→ **EXERCISE OBJECTIVE**:
Please find every line in the records below that contains the word "bathtub" and copy each of those lines. Matches are case-sensitive.
== LISTED RECORDS
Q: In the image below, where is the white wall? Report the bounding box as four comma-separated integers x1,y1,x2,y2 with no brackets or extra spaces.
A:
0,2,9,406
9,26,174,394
====
== LISTED RECORDS
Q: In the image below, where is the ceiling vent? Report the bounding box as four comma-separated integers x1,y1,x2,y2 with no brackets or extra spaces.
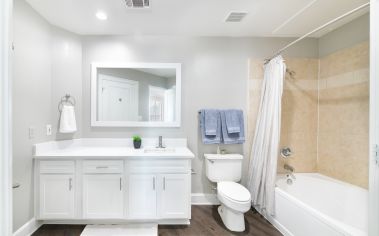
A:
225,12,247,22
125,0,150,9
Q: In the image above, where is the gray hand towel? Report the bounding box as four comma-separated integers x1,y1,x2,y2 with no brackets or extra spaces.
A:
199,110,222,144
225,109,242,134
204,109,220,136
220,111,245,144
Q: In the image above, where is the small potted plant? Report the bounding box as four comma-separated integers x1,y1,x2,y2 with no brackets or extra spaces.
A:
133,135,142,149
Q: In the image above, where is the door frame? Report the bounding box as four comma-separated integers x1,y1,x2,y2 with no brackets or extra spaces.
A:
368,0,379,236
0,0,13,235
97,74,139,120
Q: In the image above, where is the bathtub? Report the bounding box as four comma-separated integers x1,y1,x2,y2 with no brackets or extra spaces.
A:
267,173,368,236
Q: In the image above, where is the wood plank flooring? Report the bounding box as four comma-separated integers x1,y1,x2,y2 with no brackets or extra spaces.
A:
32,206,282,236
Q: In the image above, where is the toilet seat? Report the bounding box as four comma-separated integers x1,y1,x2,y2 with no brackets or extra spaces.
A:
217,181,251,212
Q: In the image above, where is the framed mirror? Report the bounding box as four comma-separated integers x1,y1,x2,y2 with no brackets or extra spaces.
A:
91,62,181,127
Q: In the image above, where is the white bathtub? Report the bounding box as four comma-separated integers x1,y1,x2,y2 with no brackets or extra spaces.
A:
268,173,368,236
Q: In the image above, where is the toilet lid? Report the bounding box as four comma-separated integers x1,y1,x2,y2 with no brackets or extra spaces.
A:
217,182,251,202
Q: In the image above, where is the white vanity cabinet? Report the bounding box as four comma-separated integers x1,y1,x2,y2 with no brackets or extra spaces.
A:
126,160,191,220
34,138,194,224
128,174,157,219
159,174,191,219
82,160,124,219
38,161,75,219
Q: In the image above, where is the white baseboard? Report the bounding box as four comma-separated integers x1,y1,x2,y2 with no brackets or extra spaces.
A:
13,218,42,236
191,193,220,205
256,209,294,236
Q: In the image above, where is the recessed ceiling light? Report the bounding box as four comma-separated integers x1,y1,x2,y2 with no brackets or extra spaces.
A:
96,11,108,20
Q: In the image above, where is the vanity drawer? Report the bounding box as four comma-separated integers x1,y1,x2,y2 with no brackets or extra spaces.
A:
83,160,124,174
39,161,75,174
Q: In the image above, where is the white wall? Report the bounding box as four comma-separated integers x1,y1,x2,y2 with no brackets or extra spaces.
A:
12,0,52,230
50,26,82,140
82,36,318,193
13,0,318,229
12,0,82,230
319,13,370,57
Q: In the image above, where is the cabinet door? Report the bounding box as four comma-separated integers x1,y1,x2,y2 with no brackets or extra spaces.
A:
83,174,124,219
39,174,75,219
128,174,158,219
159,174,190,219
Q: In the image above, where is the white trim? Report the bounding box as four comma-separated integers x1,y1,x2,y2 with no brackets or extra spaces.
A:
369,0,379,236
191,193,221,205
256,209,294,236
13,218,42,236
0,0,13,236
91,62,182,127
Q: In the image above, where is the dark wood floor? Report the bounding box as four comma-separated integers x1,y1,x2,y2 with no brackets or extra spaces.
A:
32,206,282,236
====
== LISTED RECORDS
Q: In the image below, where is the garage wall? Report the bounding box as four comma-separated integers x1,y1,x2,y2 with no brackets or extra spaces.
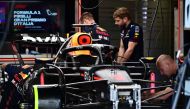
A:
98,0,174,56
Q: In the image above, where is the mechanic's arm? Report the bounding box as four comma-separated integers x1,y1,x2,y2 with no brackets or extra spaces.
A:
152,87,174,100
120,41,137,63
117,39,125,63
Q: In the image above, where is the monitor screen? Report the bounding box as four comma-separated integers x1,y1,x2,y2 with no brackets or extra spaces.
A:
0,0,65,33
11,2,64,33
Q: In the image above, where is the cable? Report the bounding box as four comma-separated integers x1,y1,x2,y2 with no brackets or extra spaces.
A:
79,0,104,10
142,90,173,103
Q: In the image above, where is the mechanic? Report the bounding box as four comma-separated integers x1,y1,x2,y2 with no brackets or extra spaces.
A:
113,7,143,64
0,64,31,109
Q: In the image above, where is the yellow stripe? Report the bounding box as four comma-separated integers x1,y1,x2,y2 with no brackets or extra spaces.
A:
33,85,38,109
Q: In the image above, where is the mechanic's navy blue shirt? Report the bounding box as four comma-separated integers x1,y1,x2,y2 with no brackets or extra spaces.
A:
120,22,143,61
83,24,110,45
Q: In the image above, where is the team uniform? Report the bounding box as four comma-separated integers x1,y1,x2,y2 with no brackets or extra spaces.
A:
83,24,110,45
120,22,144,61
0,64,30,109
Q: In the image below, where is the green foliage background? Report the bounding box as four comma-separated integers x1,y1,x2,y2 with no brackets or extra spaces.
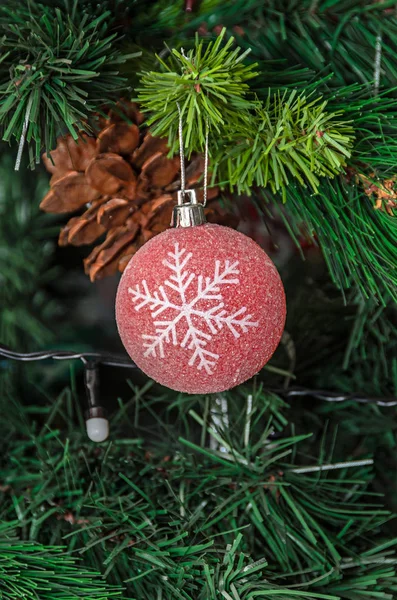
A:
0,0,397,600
====
→ **FULL ANSWER**:
Q: In the image above, where is the bathtub? Report the bounding box as four comma-separated integers x1,y1,x2,y2 with no brackets or extra spaces.
Q: In the image above, where is the white bathtub? Report the bounding box as four comma-separated integers x1,y1,x2,y2 with no brackets or extra spaces.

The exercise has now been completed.